Teks yang diberikan:
***

A. Pengertian
Konseling
Secara historis pengertian konseling adalah untuk
memberi nasehat. Konseling merupakan proses komunikasi antara konselor dan
konseli (klien).
Konseling adalah suatu metode yang membantu klien
dalam menggunakan proses pemecahan masalah untuk mengatasi masalah serta
memudahkan hubungan interpersonal di antara klien, keluarga dan tim kesehatan
(Potter & Perry,2005).
Menurut English & English (1958) yang dikutip
Sofyan S. Willis konseling adalah hubungan antara seseorang dengan orang lain, dimana orang
tersebut berusaha untuk membantu orang lain agar memahami masalahnya serta
dapat memecahkan masalahnya.
Konseling merupakan bantuan yang diberikan konselor
kepada klien agar klien dapat memahami masalah yang dialaminya sekaligus mampu
untuk menyelesaikannya.

***

Salin tanpa perubahan bagian teks tentang pengertian konseling, mulai dari "Menurut English &" hingga "dapat memecahkan masalahnya.". Baris-baris berikut tidak berperan dalam hal ini.

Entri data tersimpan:
***

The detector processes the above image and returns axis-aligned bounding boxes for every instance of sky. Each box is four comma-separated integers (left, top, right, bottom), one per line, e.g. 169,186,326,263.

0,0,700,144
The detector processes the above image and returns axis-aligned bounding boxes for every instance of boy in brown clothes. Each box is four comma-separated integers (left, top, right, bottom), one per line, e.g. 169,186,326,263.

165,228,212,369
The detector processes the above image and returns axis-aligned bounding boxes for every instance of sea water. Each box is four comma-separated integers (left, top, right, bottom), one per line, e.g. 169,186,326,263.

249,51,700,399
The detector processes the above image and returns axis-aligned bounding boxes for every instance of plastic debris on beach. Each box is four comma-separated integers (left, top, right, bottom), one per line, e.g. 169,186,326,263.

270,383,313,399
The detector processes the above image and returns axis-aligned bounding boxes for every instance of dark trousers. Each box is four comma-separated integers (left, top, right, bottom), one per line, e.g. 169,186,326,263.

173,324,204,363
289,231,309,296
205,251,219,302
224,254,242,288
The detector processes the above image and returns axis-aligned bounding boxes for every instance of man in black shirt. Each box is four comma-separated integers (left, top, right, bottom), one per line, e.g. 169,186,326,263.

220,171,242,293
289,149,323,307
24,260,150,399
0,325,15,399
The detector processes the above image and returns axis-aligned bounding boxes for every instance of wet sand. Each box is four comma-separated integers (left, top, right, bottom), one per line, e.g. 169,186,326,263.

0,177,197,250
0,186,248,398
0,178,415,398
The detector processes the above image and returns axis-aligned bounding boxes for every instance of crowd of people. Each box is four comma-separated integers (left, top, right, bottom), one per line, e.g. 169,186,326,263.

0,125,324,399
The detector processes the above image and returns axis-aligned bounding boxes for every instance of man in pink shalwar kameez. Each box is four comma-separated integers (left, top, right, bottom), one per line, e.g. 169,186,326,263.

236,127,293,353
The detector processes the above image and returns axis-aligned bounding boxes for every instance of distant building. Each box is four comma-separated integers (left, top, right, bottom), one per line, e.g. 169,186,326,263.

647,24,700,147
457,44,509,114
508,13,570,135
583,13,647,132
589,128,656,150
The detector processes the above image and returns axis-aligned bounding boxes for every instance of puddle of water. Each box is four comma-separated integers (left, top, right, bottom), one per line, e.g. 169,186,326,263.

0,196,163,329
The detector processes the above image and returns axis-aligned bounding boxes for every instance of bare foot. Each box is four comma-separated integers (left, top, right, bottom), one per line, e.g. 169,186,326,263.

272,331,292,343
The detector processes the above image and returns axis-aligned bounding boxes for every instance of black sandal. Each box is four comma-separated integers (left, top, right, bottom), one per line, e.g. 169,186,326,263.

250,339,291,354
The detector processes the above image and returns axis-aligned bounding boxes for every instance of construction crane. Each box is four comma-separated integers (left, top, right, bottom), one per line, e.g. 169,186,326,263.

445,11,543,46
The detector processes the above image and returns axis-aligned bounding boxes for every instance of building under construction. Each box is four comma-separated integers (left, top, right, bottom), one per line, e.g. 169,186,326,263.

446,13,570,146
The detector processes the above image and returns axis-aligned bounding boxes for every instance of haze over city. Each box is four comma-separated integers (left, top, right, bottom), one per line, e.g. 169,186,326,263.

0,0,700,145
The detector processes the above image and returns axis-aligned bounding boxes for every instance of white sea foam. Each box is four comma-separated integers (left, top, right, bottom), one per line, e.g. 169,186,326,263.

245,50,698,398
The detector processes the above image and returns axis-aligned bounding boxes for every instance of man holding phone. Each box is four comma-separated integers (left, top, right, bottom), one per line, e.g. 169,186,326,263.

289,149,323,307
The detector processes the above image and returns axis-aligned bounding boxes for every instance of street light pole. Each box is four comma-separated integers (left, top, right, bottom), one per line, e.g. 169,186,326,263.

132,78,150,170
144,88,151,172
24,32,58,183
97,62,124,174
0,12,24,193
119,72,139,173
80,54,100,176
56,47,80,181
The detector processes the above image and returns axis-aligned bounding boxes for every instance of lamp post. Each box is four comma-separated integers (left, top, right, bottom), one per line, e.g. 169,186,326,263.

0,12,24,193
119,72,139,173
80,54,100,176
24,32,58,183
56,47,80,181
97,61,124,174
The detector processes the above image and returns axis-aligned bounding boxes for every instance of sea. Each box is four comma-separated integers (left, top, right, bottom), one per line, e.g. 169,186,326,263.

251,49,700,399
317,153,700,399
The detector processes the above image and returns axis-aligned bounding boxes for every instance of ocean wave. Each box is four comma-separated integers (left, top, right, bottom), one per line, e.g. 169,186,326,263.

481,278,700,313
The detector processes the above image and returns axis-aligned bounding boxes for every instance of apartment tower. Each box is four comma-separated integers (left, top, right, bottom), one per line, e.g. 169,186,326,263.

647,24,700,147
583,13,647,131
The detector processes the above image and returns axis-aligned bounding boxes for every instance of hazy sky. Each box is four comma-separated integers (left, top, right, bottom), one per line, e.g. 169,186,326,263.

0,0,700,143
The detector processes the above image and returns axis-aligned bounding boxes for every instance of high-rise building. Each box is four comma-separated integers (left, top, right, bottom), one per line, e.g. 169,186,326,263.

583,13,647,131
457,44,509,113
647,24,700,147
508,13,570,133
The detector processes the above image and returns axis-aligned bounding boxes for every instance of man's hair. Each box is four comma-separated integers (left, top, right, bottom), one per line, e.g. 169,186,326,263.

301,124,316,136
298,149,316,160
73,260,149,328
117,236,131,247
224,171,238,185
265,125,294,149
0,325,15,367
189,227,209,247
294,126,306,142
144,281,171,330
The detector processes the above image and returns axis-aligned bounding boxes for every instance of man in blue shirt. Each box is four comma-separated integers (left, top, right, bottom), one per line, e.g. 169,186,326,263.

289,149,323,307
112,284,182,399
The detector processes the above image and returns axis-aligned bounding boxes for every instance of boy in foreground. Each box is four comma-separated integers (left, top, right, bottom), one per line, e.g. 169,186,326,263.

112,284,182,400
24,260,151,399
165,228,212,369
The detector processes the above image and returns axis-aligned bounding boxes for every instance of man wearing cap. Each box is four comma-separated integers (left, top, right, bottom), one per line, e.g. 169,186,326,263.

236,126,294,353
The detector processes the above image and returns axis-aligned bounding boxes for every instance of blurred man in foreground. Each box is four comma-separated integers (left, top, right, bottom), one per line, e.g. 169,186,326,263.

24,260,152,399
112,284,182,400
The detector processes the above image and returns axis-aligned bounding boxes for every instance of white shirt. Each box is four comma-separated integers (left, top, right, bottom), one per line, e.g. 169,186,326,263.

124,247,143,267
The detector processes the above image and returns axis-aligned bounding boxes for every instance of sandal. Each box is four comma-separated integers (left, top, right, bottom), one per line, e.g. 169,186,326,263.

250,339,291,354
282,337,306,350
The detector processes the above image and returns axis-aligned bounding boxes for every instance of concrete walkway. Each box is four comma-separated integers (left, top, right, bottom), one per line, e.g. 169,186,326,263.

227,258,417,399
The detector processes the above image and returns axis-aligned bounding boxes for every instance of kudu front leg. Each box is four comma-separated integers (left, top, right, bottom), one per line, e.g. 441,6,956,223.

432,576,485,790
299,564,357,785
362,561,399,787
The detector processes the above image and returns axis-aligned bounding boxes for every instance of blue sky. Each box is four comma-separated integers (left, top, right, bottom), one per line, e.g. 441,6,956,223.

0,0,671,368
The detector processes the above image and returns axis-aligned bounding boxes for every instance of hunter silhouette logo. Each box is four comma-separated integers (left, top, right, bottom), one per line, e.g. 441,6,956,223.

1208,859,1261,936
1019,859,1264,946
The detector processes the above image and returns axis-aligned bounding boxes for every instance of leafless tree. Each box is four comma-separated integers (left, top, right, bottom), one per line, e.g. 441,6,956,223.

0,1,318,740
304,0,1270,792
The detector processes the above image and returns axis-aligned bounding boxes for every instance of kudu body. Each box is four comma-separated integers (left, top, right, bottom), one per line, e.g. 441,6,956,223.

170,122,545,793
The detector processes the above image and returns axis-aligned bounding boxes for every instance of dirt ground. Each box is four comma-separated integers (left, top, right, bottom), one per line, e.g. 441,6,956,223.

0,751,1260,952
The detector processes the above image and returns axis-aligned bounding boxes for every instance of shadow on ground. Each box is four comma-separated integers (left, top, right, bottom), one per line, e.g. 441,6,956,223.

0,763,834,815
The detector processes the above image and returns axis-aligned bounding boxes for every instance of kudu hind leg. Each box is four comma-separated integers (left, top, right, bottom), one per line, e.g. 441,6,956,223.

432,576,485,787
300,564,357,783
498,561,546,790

***

Jawaban lengkap:
Menurut English & English (1958) yang dikutip
Sofyan S. Willis konseling adalah hubungan antara seseorang dengan orang lain, dimana orang
tersebut berusaha untuk membantu orang lain agar memahami masalahnya serta
dapat memecahkan masalahnya.